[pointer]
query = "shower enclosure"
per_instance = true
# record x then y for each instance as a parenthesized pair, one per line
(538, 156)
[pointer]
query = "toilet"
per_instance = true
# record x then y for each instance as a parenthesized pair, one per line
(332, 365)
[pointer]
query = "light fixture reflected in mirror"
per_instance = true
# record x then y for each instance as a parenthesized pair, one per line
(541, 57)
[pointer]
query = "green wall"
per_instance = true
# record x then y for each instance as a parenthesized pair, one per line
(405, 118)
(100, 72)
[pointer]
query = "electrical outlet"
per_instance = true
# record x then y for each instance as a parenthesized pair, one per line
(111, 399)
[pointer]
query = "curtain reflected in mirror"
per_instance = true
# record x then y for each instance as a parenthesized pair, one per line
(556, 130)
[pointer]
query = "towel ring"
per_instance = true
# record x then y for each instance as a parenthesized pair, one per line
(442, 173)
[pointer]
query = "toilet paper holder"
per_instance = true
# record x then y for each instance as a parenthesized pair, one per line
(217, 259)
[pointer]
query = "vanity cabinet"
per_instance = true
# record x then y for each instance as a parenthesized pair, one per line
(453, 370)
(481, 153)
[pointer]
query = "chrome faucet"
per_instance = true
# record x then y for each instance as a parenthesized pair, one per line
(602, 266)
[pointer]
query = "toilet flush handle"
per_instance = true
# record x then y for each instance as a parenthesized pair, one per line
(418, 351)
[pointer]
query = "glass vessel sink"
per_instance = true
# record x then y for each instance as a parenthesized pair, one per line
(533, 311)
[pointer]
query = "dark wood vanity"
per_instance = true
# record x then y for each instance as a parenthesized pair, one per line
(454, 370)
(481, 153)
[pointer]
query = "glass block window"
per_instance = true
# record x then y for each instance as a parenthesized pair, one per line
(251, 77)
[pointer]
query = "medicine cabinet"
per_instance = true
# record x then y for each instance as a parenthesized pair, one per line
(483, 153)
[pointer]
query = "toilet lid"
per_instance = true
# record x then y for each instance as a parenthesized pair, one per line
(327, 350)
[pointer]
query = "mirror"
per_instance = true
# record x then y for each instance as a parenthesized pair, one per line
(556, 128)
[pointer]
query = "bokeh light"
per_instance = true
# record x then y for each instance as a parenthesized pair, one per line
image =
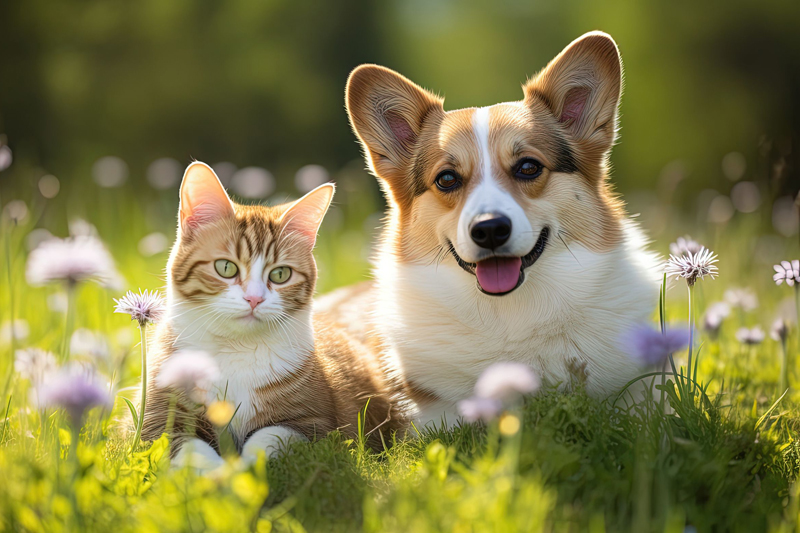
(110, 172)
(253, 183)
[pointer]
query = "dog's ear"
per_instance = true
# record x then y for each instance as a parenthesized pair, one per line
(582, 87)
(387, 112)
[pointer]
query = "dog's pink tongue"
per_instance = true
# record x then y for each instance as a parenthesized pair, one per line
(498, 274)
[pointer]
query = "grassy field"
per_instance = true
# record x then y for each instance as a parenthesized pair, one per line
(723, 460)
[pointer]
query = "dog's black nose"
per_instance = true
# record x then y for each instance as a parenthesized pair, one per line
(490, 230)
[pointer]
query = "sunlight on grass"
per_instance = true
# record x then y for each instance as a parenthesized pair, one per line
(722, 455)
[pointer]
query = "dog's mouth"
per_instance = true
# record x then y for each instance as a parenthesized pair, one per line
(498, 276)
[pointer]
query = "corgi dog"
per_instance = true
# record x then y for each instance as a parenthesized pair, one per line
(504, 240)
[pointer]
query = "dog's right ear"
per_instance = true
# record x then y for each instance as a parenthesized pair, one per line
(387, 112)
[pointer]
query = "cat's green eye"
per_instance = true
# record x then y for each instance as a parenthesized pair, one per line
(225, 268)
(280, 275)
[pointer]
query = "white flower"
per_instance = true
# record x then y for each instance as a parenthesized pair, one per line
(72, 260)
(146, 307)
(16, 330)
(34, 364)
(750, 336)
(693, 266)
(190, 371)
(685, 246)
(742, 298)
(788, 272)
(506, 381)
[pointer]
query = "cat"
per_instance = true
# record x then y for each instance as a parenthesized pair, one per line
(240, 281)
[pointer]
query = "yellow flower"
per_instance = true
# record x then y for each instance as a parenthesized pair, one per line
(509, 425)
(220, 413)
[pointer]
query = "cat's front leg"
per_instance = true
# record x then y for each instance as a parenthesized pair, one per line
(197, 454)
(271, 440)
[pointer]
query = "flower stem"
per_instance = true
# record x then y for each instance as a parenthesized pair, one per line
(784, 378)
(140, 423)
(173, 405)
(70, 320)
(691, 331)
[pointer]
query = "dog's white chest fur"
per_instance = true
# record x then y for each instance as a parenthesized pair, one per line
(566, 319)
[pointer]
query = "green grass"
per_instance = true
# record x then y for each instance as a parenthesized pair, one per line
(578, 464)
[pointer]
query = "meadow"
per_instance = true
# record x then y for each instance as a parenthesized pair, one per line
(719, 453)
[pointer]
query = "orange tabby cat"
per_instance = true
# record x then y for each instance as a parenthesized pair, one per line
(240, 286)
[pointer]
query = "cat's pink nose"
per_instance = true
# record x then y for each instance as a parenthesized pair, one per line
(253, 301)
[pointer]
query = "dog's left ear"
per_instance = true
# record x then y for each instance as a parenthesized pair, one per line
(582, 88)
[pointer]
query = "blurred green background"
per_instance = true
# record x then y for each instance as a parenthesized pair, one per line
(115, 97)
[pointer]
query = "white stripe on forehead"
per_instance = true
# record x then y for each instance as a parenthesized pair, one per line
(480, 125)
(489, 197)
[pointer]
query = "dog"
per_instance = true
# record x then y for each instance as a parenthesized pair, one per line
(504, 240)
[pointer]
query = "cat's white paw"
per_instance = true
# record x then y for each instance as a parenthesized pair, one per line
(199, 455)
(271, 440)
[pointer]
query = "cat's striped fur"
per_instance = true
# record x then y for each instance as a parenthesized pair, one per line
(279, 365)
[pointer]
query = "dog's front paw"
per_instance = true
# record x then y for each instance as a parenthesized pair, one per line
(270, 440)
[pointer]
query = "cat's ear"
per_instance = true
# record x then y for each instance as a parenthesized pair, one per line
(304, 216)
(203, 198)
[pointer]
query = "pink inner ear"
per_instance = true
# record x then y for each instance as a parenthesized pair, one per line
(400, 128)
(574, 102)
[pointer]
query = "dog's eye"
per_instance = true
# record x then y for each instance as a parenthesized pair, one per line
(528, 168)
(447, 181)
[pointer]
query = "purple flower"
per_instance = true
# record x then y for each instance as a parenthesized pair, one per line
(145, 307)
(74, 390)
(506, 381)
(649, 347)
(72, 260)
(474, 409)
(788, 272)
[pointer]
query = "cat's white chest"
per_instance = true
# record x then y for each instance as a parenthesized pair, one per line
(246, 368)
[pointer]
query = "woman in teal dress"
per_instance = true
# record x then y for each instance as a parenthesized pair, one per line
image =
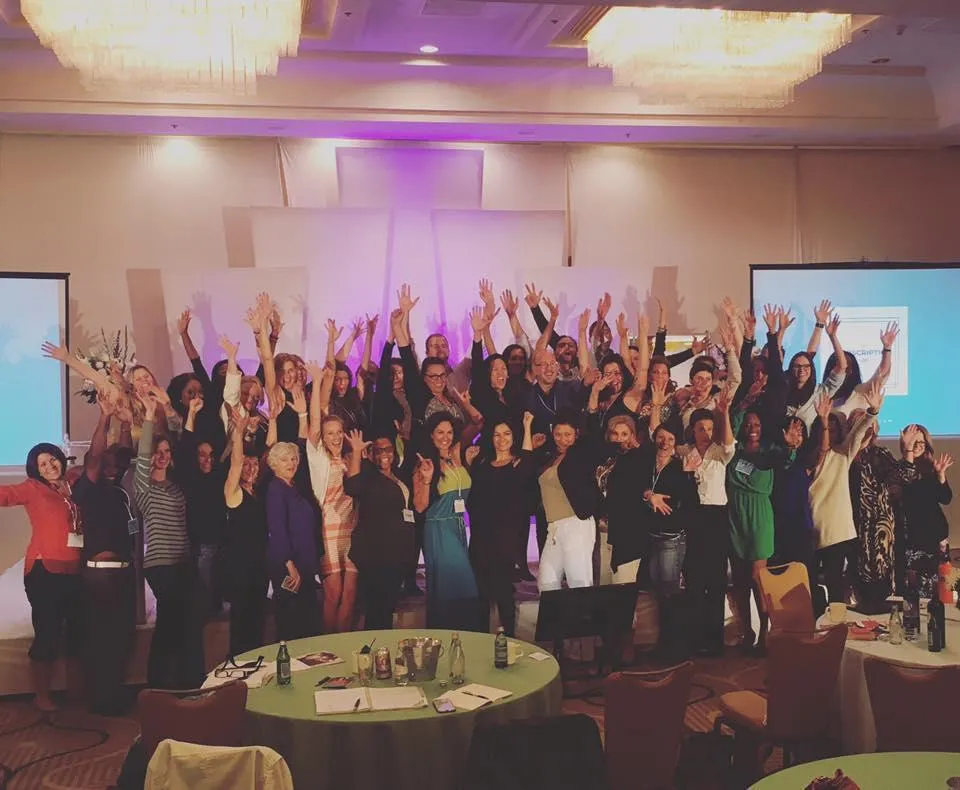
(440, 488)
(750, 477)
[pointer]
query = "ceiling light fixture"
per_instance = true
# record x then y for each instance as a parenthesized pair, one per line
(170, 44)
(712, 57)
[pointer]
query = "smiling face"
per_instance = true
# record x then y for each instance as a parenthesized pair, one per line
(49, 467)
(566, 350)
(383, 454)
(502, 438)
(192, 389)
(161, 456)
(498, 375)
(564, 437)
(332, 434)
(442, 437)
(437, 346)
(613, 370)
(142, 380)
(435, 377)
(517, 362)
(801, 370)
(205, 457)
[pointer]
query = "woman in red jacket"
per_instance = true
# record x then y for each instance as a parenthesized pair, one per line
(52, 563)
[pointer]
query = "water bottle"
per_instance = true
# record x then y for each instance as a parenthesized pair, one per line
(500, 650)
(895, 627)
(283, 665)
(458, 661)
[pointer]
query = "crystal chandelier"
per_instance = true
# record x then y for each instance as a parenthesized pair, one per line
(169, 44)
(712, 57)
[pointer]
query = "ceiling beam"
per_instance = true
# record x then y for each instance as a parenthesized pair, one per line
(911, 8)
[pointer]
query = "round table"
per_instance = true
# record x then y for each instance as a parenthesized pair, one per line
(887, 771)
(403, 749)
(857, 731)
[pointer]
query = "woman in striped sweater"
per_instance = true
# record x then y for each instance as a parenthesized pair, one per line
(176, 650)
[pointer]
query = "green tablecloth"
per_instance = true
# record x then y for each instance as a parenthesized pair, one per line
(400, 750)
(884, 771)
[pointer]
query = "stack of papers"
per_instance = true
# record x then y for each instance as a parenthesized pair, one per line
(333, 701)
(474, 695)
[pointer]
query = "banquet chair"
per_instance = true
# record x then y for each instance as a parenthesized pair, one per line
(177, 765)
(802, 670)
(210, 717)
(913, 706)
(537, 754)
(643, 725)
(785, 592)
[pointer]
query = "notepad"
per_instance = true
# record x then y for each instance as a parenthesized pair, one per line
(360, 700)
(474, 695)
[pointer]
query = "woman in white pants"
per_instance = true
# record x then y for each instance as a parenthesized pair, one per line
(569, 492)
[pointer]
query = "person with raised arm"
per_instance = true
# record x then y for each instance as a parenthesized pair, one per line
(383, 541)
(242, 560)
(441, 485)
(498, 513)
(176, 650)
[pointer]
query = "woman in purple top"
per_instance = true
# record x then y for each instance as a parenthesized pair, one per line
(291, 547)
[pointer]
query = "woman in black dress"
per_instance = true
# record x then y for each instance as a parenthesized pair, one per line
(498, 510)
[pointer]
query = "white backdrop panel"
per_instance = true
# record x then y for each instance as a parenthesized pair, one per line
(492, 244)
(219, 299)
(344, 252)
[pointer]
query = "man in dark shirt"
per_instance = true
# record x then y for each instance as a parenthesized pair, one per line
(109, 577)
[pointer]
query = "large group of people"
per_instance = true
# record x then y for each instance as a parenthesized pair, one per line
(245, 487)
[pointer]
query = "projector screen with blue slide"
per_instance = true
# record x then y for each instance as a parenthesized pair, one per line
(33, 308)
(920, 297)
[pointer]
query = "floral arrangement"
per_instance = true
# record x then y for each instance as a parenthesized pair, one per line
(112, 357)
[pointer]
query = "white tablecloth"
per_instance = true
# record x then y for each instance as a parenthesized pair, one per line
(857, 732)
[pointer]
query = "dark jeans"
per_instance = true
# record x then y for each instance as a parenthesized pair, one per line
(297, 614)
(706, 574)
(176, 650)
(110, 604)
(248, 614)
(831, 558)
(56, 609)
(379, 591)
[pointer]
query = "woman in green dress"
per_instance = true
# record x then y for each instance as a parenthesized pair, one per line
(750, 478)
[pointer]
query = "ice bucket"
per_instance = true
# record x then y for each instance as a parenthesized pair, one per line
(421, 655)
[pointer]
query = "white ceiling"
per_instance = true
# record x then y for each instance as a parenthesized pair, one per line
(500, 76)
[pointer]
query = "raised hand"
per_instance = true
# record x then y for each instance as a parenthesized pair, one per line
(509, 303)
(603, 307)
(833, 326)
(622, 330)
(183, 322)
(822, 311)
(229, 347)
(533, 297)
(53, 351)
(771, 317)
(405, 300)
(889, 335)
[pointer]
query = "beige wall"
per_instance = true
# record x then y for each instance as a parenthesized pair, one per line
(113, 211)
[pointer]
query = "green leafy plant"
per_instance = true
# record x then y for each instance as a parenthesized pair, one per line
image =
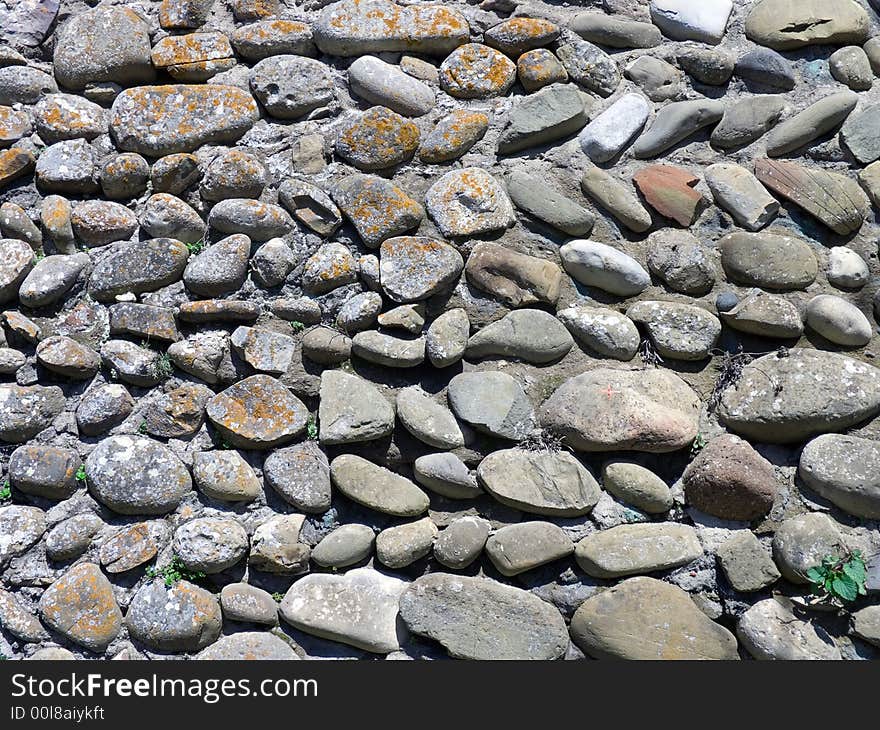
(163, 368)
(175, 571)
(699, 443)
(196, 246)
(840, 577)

—————

• Short task
Find every line in the items above that contains the word "vanity" and copy each of those lines in full.

• Solution to this problem
query = "vanity cabinet"
query = "dark wood vanity"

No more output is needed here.